#### TESTO FORNITO:
- - -

Sentirete dire che non è una specie urticante e non rappresenta quindi un pericolo per l’uomo. Vero ma non del tutto. In realtà Rhizostoma pulmo rilascia una tossina in acqua che ha effeto fino a qualche metro attorno a lei e può provocare, in individui sensibili, prurito e bruciore fino anche a delle lievi abrasioni. Il contatto con i tentacoli (sempre parlando di individui sensibili) provoca lievi irritazioni che durano comunque poco tempo.

In caso di puntura

In questo caso lasciamo parlare gli esperti e teniamo da parte i tuttologi.

Il dottor Enzo Berardesca, ex direttore dell’Unità operativa di Dermatologia clinica all’Istituto dermatologico San Gallicano di Roma, ha stilato il seguente Vademecum che vale in via generale per tutte le meduse.

Cinque cose da fare

  1. Se stai nuotando al largo e vieni sfiorato da una medusa, niente movimenti scomposti; devi respirare bene e cercare di raggiungere con calma la riva. Chiedi aiuto a qualcuno, se è necessario. Se invece sei già a riva, esci subito dall’acqua. Evita di gridare e (per quanto possibile) di agitarti.
  2. Ciò che ti serve ce l’hai a portata di mano: lava la parte colpita con acqua di mare, in modo da diluire la tossina non ancora penetrata. Evita l’acqua dolce perché potrebbe favorire la rottura delle nematocisti (strutture urticanti che le meduse usano per difendersi) rimaste sulla pelle.
  3. Con pazienza, cerca di pulire la pelle dai filamenti residui. Per rimuoverli, usa una tessera di plastica rigida, come bancomat o carta di credito, oppure un coltello usato di piatto (non dalla parte della lama).
  4. Applica un gel astringente al cloruro d’alluminio, meglio se a una concentrazione del 5%. Serve a lenire il prurito e a bloccare la diffusione delle tossine. Lo trovi in farmacia.

- - -

#### COMPLETA QUANTO SEGUE:
a - Rispondi alle domande sul testo sulle meduse.
(i) Quale incarico ricopriva Enzo Berardesca all'Istituto dermatologico San Gallicano di Roma?
(ii) Per quale motivo si sconsiglia l'acqua dolce per lavare la parte colpita?
(iii) A quale concentrazione è preferibile il gel astringente al cloruro d'alluminio?
b - Riprendi il testo sulle meduse a partire dall'ultima frase presente.

#### INSIEME DI DATI:
- - -

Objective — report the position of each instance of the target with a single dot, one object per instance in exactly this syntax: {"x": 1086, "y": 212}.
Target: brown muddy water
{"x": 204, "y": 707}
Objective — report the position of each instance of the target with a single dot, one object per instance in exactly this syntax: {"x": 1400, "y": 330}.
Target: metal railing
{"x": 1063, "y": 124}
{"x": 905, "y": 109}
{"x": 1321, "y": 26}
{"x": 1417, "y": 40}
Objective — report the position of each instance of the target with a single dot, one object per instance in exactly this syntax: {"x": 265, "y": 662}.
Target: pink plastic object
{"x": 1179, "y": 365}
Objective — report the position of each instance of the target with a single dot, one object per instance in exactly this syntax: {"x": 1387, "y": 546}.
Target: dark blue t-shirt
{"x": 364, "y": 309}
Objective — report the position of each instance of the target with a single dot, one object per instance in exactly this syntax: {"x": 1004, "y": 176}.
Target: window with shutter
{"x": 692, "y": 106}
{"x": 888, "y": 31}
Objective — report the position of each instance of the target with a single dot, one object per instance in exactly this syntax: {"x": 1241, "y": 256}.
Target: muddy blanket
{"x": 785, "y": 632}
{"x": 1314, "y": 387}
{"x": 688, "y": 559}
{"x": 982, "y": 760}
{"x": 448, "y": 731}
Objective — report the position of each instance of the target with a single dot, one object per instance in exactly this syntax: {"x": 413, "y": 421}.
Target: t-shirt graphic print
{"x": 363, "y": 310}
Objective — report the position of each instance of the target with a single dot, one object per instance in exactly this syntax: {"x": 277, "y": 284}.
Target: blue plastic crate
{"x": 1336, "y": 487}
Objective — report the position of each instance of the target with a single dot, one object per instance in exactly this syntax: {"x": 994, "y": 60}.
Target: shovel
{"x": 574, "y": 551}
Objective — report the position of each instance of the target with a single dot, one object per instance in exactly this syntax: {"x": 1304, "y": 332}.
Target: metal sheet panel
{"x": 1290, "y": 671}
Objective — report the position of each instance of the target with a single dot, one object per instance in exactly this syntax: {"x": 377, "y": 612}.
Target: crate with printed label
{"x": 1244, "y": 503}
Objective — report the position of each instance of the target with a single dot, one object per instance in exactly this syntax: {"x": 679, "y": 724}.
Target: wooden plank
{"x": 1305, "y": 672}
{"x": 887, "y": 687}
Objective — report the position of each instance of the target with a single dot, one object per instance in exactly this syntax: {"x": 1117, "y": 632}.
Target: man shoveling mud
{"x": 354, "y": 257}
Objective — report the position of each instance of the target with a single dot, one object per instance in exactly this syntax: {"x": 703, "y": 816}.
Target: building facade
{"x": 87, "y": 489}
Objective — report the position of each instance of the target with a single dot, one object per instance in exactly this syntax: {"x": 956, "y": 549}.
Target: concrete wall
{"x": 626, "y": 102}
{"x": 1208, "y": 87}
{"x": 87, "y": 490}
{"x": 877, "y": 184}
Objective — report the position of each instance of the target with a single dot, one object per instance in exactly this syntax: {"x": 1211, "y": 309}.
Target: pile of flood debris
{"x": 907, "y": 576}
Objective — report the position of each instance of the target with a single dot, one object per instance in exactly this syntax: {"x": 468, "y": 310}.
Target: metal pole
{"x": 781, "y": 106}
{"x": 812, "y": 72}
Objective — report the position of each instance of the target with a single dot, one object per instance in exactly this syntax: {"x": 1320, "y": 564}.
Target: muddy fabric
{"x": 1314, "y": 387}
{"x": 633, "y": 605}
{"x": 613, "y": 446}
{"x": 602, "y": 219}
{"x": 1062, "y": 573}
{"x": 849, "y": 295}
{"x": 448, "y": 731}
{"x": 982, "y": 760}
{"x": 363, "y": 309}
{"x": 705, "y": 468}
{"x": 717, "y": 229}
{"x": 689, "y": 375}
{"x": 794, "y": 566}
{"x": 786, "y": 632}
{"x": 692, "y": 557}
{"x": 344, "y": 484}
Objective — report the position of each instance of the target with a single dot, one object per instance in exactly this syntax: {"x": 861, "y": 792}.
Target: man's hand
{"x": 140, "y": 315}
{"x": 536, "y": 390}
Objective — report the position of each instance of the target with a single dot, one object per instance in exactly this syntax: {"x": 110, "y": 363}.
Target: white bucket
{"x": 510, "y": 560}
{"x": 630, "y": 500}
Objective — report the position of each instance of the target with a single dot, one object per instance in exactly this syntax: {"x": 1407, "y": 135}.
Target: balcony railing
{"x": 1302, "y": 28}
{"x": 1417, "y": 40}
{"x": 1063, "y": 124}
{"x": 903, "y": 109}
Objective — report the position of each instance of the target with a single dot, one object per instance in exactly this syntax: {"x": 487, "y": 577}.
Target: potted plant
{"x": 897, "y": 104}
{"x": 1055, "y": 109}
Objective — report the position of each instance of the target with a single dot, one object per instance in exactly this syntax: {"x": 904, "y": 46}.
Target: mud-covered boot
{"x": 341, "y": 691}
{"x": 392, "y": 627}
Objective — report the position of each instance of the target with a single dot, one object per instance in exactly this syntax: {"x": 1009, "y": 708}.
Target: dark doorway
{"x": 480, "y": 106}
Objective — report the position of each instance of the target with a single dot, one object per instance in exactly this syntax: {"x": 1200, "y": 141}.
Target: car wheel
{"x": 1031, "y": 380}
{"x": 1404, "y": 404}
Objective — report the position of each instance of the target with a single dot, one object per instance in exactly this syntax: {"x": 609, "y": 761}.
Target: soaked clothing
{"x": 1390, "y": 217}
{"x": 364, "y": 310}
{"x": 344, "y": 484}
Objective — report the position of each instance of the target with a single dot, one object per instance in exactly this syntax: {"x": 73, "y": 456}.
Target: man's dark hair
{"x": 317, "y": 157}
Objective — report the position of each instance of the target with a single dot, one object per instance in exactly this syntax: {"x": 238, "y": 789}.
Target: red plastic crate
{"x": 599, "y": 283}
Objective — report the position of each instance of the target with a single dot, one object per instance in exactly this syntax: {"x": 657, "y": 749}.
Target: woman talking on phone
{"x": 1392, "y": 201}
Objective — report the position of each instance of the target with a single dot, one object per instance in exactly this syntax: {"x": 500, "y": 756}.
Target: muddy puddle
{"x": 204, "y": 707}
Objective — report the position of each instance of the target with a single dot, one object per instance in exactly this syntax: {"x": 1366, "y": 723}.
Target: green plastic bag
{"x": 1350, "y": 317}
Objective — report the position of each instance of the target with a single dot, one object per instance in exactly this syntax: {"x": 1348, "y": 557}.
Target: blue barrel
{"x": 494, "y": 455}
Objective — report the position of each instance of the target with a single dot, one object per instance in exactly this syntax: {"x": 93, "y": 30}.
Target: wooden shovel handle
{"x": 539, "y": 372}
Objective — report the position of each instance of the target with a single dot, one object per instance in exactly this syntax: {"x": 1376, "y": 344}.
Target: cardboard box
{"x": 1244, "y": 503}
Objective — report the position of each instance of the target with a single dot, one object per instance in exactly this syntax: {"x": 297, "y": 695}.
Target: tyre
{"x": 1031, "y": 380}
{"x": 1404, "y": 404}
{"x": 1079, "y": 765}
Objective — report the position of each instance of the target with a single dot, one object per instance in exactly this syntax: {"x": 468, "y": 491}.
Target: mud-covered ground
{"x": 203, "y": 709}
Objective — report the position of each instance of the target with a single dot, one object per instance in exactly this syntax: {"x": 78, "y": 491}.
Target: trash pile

- - -

#### SOLUZIONI:
a -
(i) Era ex direttore dell'Unità operativa di Dermatologia clinica.
(ii) Potrebbe favorire la rottura delle nematocisti rimaste sulla pelle.
(iii) Al 5%.

b -
  5. Vai al pronto soccorso o chiama il 118 se ti accorgi che subentrano delle complicazioni, come reazione cutanea diffusa, difficoltà respiratorie, sudorazione, pallore, mal di testa, nausea, vomito, vertigini, confusione. «In alcune persone particolarmente sensibili, la puntura di una medusa, ma anche di un’ape o di una vespa, può innescare una reazione allergica estrema al veleno, lo choc anafilattico – spiega Berardesca -. In questi casi la tempestività di intervento è fondamentale».

Cinque cose da non fare

  1. Non strofinare la zona colpita con sabbia o con una pietra tiepida. «In effetti le tossine sono termolabili, vengono cioè inattivate dal calore, ma perché ciò avvenga bisognerebbe raggiungere una temperatura di circa 50 gradi», precisa Berardesca. Meglio, quindi, non rischiare un’ustione.
  2. Lascia perdere i rimedi della nonna, come ammoniaca, urina, aceto, alcol. «Questi metodi non solo sono inutili, ma possono risultare anche dannosi – sostiene l’esperto -. Ammoniaca e urina potrebbero ulteriormente infiammare la parte colpita».
  3. Non grattarti, anche se è la prima reazione istintiva; se lo fai rompi le eventuali nematocisti residue, liberando ulteriore veleno.
  4. Se la reazione è localizzata, non usare creme al cortisone o contenenti antistaminico: sono inutili perché entrano in azione solo dopo circa 30 minuti dall’applicazione e cioè quando la reazione è già naturalmente esaurita. Questi principi attivi possono invece andare bene per via orale, nel caso di lesioni diffuse o di disturbi generali, anche lievi.
  5. Niente sole per qualche giorno sulla parte colpita. Nella fase di guarigione l’arrossamento lascia il posto a un’iperpigmentazione, che i raggi ultravioletti potrebbero rendere duratura. Per evitare antiestetiche macchie scure, usa una crema a filtro totale (50+).
Una Rizostoma pulmo spiaggiata presa a mani nude dimostrando la sua scarsa pericolosità per l’uomo.

Osservazione

Non indichiamo dei punti geografici o dei periodi specifici, in quanto questa medusa c’è in tutti i mari attorno la nostra isola ed è presente praticamente tutto l’anno. Non è certo possibile stabilire a priori di andare ad osservarle ma se capita di avvistarla in mare è possibile farlo con una semplice maschera da sub e potremmo anche facilmente fotografarla data la sua andatura lenta, ovviamenrte se abbiamo una macchina fotografica subacquea o una action cam.

Si tratta insomma di un organismo affascinante e con un po’ di attenzione possiamo osservarlo molto da vicino.